◆ DIRECTIONS ◆
Copy the lines below word for word, starting with the line that contains "Could you kindly tag the red plastic" and ending with the line that contains "column 283, row 130", including both. Leave the pictures out of your copy.

◆ RECORDS FOR THIS EXERCISE ◆

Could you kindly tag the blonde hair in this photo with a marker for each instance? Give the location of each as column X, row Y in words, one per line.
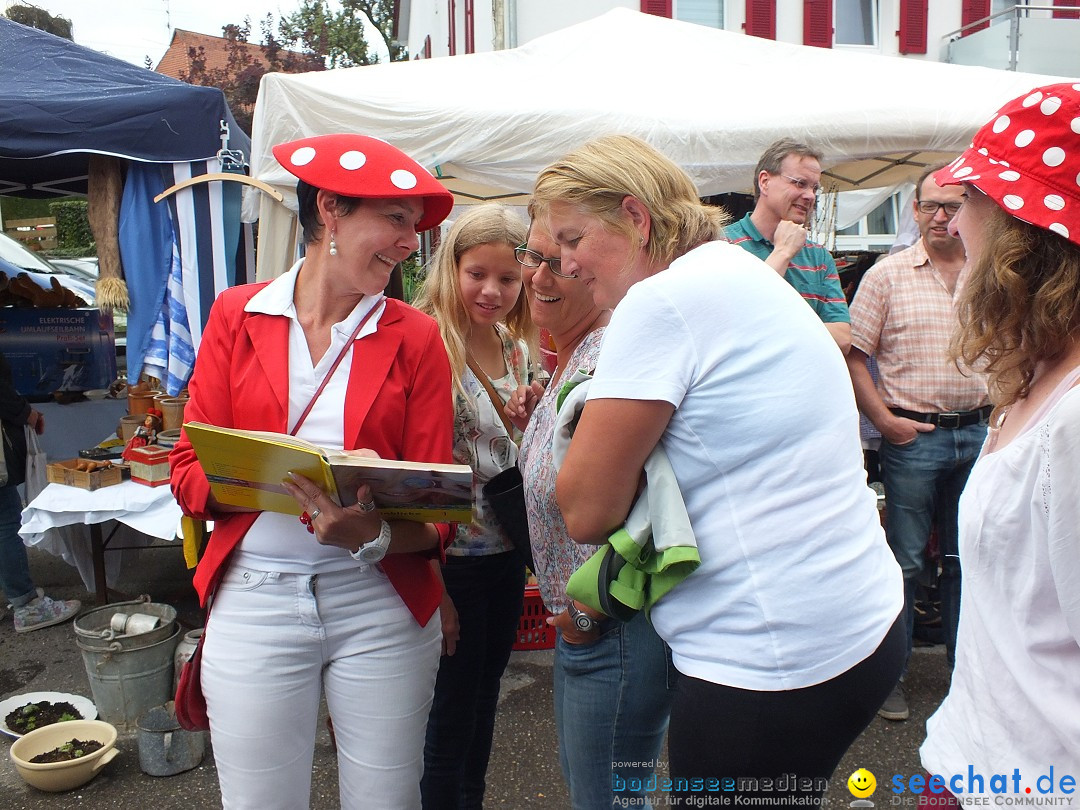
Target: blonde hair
column 599, row 175
column 441, row 294
column 1021, row 305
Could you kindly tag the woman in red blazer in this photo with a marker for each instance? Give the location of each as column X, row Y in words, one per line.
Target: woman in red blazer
column 312, row 607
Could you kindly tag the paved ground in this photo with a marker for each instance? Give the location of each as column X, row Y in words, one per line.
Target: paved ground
column 524, row 770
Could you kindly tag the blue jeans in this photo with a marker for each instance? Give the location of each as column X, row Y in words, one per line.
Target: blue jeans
column 612, row 698
column 14, row 565
column 487, row 593
column 922, row 484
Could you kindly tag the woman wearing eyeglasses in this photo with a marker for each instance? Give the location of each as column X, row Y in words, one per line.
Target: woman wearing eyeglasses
column 788, row 635
column 1013, row 704
column 610, row 679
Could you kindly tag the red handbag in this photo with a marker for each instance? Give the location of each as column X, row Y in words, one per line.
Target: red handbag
column 190, row 702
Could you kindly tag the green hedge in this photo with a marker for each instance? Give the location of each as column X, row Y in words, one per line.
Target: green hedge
column 73, row 237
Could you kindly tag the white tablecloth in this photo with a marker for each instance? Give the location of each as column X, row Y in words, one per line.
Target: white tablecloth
column 151, row 511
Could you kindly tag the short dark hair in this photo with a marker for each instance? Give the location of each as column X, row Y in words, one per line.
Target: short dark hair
column 307, row 199
column 922, row 178
column 772, row 157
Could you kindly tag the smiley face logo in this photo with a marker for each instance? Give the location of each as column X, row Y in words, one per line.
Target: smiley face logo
column 862, row 783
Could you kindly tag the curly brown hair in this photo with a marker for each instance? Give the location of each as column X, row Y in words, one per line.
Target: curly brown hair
column 1021, row 305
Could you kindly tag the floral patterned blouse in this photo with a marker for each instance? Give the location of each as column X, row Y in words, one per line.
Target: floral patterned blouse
column 555, row 554
column 481, row 441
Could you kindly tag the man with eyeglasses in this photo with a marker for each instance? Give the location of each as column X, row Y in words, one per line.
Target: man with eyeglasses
column 932, row 417
column 786, row 183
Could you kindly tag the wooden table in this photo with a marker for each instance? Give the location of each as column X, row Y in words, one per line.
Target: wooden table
column 48, row 523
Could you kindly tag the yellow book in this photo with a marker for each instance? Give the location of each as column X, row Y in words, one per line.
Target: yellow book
column 246, row 468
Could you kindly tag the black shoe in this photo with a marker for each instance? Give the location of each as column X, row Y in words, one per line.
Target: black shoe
column 895, row 705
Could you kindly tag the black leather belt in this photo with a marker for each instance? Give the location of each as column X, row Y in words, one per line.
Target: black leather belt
column 950, row 420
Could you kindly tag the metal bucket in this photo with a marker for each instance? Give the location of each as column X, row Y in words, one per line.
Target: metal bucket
column 94, row 629
column 127, row 680
column 164, row 748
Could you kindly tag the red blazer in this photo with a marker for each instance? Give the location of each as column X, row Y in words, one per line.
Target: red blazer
column 399, row 404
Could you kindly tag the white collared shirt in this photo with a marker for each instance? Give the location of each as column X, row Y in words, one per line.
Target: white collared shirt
column 271, row 543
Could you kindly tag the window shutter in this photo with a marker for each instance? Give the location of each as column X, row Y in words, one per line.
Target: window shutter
column 1066, row 14
column 453, row 16
column 760, row 18
column 659, row 8
column 470, row 28
column 818, row 23
column 972, row 10
column 913, row 26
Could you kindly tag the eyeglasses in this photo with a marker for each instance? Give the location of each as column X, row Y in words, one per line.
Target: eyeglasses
column 802, row 185
column 531, row 258
column 930, row 207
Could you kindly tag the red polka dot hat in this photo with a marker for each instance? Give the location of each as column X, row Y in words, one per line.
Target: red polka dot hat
column 358, row 165
column 1027, row 159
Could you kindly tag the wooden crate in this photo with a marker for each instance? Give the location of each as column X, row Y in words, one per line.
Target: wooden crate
column 149, row 464
column 64, row 472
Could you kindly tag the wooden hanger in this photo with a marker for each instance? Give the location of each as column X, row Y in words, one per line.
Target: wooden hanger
column 225, row 176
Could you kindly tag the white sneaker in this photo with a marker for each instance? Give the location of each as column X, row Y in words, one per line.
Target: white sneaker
column 43, row 611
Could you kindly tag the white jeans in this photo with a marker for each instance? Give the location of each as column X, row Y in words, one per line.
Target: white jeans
column 273, row 643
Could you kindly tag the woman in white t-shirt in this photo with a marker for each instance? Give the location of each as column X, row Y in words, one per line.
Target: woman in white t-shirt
column 787, row 637
column 1014, row 700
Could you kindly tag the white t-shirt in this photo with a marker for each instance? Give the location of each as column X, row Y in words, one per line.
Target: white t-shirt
column 1014, row 701
column 796, row 583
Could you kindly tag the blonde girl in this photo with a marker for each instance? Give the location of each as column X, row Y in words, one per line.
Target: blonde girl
column 473, row 291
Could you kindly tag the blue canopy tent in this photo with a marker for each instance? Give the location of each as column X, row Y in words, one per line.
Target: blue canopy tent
column 59, row 105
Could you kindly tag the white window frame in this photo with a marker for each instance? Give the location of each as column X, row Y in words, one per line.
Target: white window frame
column 718, row 3
column 875, row 24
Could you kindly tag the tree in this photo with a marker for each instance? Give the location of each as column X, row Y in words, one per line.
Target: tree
column 312, row 38
column 35, row 17
column 244, row 66
column 341, row 37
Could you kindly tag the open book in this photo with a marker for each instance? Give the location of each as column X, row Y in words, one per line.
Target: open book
column 246, row 468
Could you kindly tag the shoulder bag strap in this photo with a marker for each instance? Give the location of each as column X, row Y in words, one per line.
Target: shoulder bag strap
column 340, row 356
column 496, row 401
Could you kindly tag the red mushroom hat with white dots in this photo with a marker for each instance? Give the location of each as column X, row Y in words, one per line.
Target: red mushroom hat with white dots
column 1027, row 160
column 359, row 165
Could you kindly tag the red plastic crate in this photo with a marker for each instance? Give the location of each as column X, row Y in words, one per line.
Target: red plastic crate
column 534, row 633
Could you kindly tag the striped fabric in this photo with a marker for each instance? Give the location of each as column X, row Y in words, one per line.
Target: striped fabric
column 212, row 251
column 811, row 271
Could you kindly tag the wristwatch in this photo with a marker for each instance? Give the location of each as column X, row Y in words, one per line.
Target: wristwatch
column 374, row 551
column 581, row 620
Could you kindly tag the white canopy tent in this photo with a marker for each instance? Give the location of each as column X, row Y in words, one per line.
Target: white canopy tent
column 710, row 99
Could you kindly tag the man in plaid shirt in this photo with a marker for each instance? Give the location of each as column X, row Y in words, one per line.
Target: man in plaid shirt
column 932, row 417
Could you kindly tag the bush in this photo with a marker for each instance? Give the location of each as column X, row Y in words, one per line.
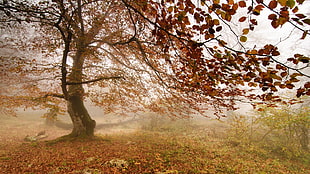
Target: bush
column 283, row 130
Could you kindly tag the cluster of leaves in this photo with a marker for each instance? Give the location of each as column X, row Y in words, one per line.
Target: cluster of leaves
column 170, row 50
column 284, row 131
column 201, row 67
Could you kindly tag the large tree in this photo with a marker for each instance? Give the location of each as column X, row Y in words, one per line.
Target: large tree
column 143, row 54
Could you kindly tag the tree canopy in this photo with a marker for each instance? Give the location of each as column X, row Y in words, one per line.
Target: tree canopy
column 144, row 54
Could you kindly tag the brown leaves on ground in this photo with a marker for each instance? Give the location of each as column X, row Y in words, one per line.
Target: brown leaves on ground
column 143, row 152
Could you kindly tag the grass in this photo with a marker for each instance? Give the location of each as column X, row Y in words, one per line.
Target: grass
column 171, row 149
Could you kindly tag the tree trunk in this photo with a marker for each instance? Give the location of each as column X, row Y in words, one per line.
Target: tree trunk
column 83, row 125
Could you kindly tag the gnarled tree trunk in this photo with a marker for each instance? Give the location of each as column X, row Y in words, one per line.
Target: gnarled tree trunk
column 83, row 125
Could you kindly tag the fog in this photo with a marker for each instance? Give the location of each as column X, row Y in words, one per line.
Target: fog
column 30, row 122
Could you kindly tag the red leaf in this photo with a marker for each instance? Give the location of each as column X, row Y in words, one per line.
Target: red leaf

◆ FULL OUTPUT ◆
Could you kindly tag the red plastic crate in this photo with a marker for each instance? Give the location of each as column X, row Y in words, one per line.
Target: red plastic crate
column 534, row 633
Could you kindly tag the striped fabric in this photo with a marker for each instance? Give the location of each as column X, row Y in words, one per line.
Target: striped fabric
column 212, row 251
column 811, row 271
Could you kindly tag the wristwatch in this photo with a marker for each instance? Give the location of each as column X, row Y in words, one per line.
Target: wristwatch
column 374, row 551
column 581, row 620
Could you kindly tag the white canopy tent in this photo with a marker for each instance? Give the location of each as column X, row Y in words, one per line.
Target: white canopy tent
column 710, row 99
Could you kindly tag the man in plaid shirt in this photo with a marker for each instance? Give the location of each as column X, row Y in words, one per line.
Target: man in plaid shirt
column 932, row 417
Could you kindly tag the bush in this photo with a marker for each instance? Give the location of each as column X, row Y in words, one per line.
Target: bush
column 283, row 130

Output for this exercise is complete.